Texte cité =>
C’est pourtant près du ⅓ de l’immigration !!


Accords de 1968 mystérieusement intouchables: les Algériens pas concernés par la Loi immigration
Les présidents Macron et Tebboune, Alger, 25 août 2022 © ELIOT BLONDET-POOL/SIPA

Délit de séjour irrégulier, OQTF, accords de 1968 : examen du contenu de la Loi Immigration. En coulisses, l’entourage d’Edouard Philippe et les milieux diplomatiques marocains fulminent…


Les débats puis le vote de la Loi Immigration ont fait l’effet d’un révélateur majeur des profondes dissensions au sein de la classe politique française, singulièrement au sein de la majorité présidentielle qui s’est déchirée. Jugée comme appartenant au registre politique de « l’extrême-droite » par la gauche en voie de sédition, les départements socialistes et la mairie de Paris ayant déjà déclaré qu’ils refuseront d’en appliquer l’essentiel des innovations, le contenu de cette loi n’est en réalité que peu connu des Français. En outre, certaines dispositions défendues au Sénat n’ont pas été retenues par l’effet de jeux politiques d’alcôves qui sont encore largement ignorés, à l’image des épineuses questions relatives aux OQTF et aux accords bilatéraux franco-algériens de 1968.

Extrait des données =>
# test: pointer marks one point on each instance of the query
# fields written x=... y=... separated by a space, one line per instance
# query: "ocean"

Consigne 1 => Indiquez si chacune des affirmations suivantes est conforme au texte sur la loi Immigration, en répondant par oui ou non et en citant les mots du texte qui tranchent. (a) Les départements socialistes et la mairie de Paris ont annoncé qu'ils n'appliqueraient pas l'essentiel des innovations de la loi. (b) Les Français connaissent bien le contenu de la loi. (c) La majorité présidentielle est restée unie pendant les débats.
Consigne 2 => Relevez tous les sujets que le texte sur la loi Immigration énumère juste avant les mots « examen du contenu de la Loi Immigration ».
Consigne 3 => Transcrivez le passage du texte sur la loi Immigration en commençant aux mots « Les débats puis » et en vous arrêtant après « franco-algériens de 1968. ».

Réponse rédigée 1 =>
(a) Oui : « les départements socialistes et la mairie de Paris ayant déjà déclaré qu’ils refuseront d’en appliquer l’essentiel des innovations ».
(b) Non : « le contenu de cette loi n’est en réalité que peu connu des Français ».
(c) Non : « singulièrement au sein de la majorité présidentielle qui s’est déchirée ».

Réponse rédigée 2 => Délit de séjour irrégulier ; OQTF ; accords de 1968.

Réponse rédigée 3 =>
Les débats puis le vote de la Loi Immigration ont fait l’effet d’un révélateur majeur des profondes dissensions au sein de la classe politique française, singulièrement au sein de la majorité présidentielle qui s’est déchirée. Jugée comme appartenant au registre politique de « l’extrême-droite » par la gauche en voie de sédition, les départements socialistes et la mairie de Paris ayant déjà déclaré qu’ils refuseront d’en appliquer l’essentiel des innovations, le contenu de cette loi n’est en réalité que peu connu des Français. En outre, certaines dispositions défendues au Sénat n’ont pas été retenues par l’effet de jeux politiques d’alcôves qui sont encore largement ignorés, à l’image des épineuses questions relatives aux OQTF et aux accords bilatéraux franco-algériens de 1968.